* [Task description]:
Repeat the following lines exactly and nothing else: the line containing "244L561 241L541 236L518" and each line after it through the end of the listing.

* [Supplied material]:

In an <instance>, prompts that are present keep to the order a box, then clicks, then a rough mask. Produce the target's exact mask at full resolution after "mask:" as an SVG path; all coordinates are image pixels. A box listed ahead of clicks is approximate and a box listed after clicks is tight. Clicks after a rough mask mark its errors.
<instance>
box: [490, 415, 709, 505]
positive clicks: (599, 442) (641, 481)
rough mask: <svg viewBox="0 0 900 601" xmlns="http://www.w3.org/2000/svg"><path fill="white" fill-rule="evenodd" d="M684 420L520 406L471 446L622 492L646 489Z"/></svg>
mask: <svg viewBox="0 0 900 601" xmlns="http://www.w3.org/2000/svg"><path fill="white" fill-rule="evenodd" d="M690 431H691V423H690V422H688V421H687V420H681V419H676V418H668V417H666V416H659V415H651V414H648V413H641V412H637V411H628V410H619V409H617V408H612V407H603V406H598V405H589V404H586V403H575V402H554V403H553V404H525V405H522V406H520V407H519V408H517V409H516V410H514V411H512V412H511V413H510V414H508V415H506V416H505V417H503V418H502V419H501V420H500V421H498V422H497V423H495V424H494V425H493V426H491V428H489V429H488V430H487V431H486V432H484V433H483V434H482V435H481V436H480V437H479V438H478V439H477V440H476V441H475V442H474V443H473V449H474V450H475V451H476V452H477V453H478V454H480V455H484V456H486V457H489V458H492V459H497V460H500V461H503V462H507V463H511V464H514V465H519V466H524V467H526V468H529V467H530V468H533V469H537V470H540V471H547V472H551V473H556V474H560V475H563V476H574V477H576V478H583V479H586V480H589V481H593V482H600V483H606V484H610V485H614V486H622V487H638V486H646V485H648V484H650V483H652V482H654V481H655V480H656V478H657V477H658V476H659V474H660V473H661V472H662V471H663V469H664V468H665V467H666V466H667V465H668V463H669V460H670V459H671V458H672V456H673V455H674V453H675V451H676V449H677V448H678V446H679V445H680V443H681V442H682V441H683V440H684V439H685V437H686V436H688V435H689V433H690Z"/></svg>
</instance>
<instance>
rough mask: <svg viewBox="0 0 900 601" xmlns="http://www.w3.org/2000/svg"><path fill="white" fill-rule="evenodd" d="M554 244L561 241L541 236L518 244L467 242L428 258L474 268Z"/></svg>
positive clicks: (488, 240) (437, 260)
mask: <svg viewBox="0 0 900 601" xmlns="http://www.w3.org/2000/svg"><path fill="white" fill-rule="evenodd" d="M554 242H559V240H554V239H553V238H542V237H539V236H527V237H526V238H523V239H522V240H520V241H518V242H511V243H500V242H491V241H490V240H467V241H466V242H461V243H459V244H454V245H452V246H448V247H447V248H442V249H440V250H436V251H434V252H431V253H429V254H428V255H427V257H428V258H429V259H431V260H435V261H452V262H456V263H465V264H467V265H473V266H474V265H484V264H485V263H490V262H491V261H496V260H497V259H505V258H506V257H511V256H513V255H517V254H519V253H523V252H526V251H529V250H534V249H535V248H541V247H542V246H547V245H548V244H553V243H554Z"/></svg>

* [Written response]:
rough mask: <svg viewBox="0 0 900 601" xmlns="http://www.w3.org/2000/svg"><path fill="white" fill-rule="evenodd" d="M554 244L561 241L541 236L518 244L467 242L428 258L474 268Z"/></svg>
positive clicks: (488, 240) (437, 260)
mask: <svg viewBox="0 0 900 601" xmlns="http://www.w3.org/2000/svg"><path fill="white" fill-rule="evenodd" d="M554 242H559V240H554V239H553V238H542V237H539V236H527V237H526V238H523V239H522V240H520V241H518V242H511V243H500V242H491V241H490V240H467V241H466V242H461V243H459V244H454V245H452V246H448V247H447V248H442V249H440V250H436V251H434V252H431V253H429V254H428V255H427V257H428V258H429V259H431V260H435V261H452V262H456V263H465V264H467V265H473V266H474V265H484V264H485V263H490V262H491V261H496V260H497V259H505V258H506V257H511V256H513V255H517V254H519V253H523V252H526V251H529V250H534V249H535V248H541V247H542V246H547V245H548V244H553V243H554Z"/></svg>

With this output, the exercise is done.